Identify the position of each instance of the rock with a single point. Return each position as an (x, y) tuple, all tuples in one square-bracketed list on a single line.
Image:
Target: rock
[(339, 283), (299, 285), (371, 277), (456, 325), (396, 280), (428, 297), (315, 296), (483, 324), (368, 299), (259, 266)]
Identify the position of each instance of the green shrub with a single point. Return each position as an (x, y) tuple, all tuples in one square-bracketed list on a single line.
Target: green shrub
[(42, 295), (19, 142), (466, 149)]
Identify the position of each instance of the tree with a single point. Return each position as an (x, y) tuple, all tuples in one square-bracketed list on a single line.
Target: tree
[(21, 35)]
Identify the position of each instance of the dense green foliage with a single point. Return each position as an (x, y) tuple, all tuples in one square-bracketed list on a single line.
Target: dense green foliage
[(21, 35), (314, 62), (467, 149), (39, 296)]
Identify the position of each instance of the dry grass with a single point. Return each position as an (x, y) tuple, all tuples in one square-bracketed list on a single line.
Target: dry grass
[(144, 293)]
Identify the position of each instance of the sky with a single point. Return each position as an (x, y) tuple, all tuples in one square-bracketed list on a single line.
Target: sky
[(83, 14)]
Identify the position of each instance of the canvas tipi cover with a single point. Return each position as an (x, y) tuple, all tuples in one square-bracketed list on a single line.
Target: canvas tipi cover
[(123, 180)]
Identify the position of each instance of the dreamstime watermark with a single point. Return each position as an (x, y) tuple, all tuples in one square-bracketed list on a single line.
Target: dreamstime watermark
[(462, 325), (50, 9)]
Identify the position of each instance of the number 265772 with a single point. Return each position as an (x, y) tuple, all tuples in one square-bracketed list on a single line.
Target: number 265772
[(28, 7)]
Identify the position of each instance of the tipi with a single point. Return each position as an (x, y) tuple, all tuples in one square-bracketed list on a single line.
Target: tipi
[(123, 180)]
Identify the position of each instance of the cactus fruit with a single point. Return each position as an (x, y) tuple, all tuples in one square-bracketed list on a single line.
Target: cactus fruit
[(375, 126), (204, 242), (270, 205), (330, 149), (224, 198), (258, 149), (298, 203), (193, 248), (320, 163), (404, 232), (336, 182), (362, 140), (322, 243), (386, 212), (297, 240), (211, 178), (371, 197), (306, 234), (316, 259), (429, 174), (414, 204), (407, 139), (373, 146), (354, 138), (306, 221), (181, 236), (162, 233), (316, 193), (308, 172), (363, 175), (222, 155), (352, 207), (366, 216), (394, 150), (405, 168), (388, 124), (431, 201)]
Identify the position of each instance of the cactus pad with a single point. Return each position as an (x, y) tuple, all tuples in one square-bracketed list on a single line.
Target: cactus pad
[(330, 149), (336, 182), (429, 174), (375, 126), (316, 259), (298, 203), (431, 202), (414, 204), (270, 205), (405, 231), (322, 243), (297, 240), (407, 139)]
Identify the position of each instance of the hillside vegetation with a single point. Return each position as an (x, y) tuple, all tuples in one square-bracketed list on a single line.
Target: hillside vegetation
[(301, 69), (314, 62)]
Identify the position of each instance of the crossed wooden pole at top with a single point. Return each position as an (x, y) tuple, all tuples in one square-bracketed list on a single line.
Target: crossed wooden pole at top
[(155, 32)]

__TASK DETAILS__: Only the lines from the one containing "Identify the position of each instance of the number" through the end of the entries above belong in the answer; repeat them exactly.

__SOLUTION TO THIS TASK__:
Identify the position of each instance of the number 265772 with a single point. Return each position as an (x, y) tuple, all tuples in one square-bracketed list on a single line.
Target: number 265772
[(28, 7)]
Identify the position of each instance of the tipi with a single point. Return each position as an (x, y) tuple, all tuples in one square-bracketed list on a single line.
Target: tipi
[(123, 180)]
Identify the position of each instance of the cactus fruit with a single point. Return each position as an (x, y) tuple, all tuples in one square-bracketed list on a single line.
Target: cactus fruit
[(375, 126), (204, 242), (270, 205), (330, 149), (224, 198), (258, 149), (298, 203), (193, 248), (320, 163), (404, 232), (336, 182), (362, 140), (322, 243), (386, 212), (297, 240), (211, 178), (371, 197), (306, 234), (316, 259), (429, 174), (414, 204), (407, 139), (373, 146), (354, 138), (306, 221), (181, 236), (162, 233), (316, 193), (308, 172), (363, 175), (222, 155), (352, 207), (366, 216), (394, 150), (405, 168), (388, 124), (431, 201)]
Identify the position of each instance of the cactus pad with a single point. Return each position as an (x, y) tuple, all tuples in one square-bracketed list on a single line.
Target: cactus pad
[(330, 149), (336, 182), (429, 174), (375, 126), (316, 259), (298, 203), (431, 202), (414, 204), (270, 205), (405, 231), (322, 243), (297, 240), (407, 139)]
Identify the position of each instance of the hillside vegetation with a single point. Return each position as an (x, y) tuple, all tuples in one square-bracketed list on a single line.
Target: hillside vegetation
[(301, 69), (314, 62)]
Identify the position of each instance of the crossed wooden pole at top with a single point. Return each position as an (x, y) tuple, all tuples in one square-bracketed list on a single line.
Target: crossed wooden pole at top
[(155, 32)]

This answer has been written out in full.